(Recorded data)
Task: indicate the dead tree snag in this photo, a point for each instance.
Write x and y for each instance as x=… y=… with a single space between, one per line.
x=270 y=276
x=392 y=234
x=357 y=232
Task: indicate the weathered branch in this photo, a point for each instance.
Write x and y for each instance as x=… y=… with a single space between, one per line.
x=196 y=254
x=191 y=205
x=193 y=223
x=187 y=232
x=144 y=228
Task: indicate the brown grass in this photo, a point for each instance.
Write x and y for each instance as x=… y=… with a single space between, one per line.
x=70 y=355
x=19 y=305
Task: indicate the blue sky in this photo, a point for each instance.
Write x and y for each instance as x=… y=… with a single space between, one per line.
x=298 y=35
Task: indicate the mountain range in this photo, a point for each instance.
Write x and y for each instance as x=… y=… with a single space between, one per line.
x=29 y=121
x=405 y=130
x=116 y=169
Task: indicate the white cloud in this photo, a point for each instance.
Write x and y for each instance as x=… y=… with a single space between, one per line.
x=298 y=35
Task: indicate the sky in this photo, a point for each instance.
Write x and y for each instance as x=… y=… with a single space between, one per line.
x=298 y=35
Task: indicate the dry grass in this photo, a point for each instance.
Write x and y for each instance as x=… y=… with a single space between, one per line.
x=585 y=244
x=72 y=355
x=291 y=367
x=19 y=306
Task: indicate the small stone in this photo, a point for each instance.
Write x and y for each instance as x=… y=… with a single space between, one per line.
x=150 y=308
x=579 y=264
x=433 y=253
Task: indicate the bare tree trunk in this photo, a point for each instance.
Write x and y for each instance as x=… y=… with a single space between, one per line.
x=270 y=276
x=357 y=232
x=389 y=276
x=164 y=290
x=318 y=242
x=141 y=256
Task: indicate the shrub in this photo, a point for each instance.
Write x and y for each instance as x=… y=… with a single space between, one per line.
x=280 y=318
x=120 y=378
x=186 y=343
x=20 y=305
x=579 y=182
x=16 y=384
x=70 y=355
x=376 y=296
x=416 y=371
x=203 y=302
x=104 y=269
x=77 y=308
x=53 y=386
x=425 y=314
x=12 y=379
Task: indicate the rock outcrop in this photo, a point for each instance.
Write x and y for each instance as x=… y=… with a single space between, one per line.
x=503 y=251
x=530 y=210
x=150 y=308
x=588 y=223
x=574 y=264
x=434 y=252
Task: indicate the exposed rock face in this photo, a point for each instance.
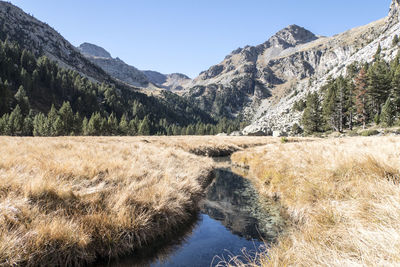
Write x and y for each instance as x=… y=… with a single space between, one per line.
x=93 y=50
x=394 y=13
x=172 y=82
x=41 y=39
x=263 y=82
x=115 y=67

| DIRECTIONS |
Recast the stretch from the line containing "Task: indicate the blue" through the end of the data as a Markdown table with the columns Row and Line, giving each line its own numbered row. Skip blank lines and leave the pictures out.

| SOLUTION TO THIS TASK |
| Row | Line |
|---|---|
| 1 | Task: indicate the blue sky in this photo, a point for each instance. |
| 2 | Write x and y for each instance as x=… y=… with a single space between, one per line. |
| 3 | x=298 y=35 |
| 4 | Task: indicate the mountain range in this photo, a point for each instance. |
| 5 | Write x and y for each instance as x=… y=… with a single space between, one per line. |
| 6 | x=29 y=121 |
| 7 | x=405 y=130 |
| 8 | x=116 y=169 |
| 9 | Task: indicate the white cloud in this photo, a point for each instance. |
| 10 | Write x and y for each instance as x=… y=… with a single space between, one per line. |
| 11 | x=298 y=35 |
| 12 | Task: indicate the sky in this photo, a point for each instance. |
| 13 | Write x and y for each instance as x=… y=… with a single space between, one per line. |
| 14 | x=298 y=35 |
| 15 | Task: indicate the dry grass in this photo, a point for each instance. |
| 16 | Write x and y for each instance as x=… y=… with a single space between, one per line. |
| 17 | x=585 y=244 |
| 18 | x=72 y=355 |
| 19 | x=291 y=367 |
| 20 | x=19 y=306 |
| 21 | Task: indicate the small stone in this photo, a point for each instance. |
| 22 | Write x and y for each instance as x=… y=… with a single space between, one per line. |
| 23 | x=150 y=308 |
| 24 | x=579 y=264 |
| 25 | x=433 y=253 |
| 26 | Task: indicate the bare tree trunk in this photo, a point for each instance. |
| 27 | Write x and y for each instance as x=… y=… with a single space between, one per line. |
| 28 | x=270 y=276 |
| 29 | x=357 y=232 |
| 30 | x=389 y=276 |
| 31 | x=164 y=290 |
| 32 | x=318 y=242 |
| 33 | x=141 y=256 |
| 34 | Task: indicate the shrub in this photo, a point for each instance. |
| 35 | Write x and y for each instance as x=… y=… with a single space between, one per line. |
| 36 | x=280 y=318 |
| 37 | x=120 y=378 |
| 38 | x=186 y=343 |
| 39 | x=20 y=305 |
| 40 | x=579 y=182 |
| 41 | x=16 y=384 |
| 42 | x=70 y=355 |
| 43 | x=376 y=296 |
| 44 | x=416 y=371 |
| 45 | x=203 y=302 |
| 46 | x=104 y=269 |
| 47 | x=77 y=308 |
| 48 | x=53 y=386 |
| 49 | x=425 y=314 |
| 50 | x=12 y=379 |
| 51 | Task: indicate the rock outcrop in this photo, a point for each instance. |
| 52 | Write x and y for each instance as x=… y=… with a single space between, one per line. |
| 53 | x=503 y=251 |
| 54 | x=530 y=210 |
| 55 | x=150 y=308 |
| 56 | x=588 y=223 |
| 57 | x=574 y=264 |
| 58 | x=434 y=252 |
| 59 | Task: indicate the exposed rock face in this photo, a point for each instance. |
| 60 | Write x and y for each instance as x=… y=… with a single space between, one per line. |
| 61 | x=93 y=50 |
| 62 | x=394 y=13 |
| 63 | x=172 y=82 |
| 64 | x=41 y=39 |
| 65 | x=263 y=82 |
| 66 | x=115 y=67 |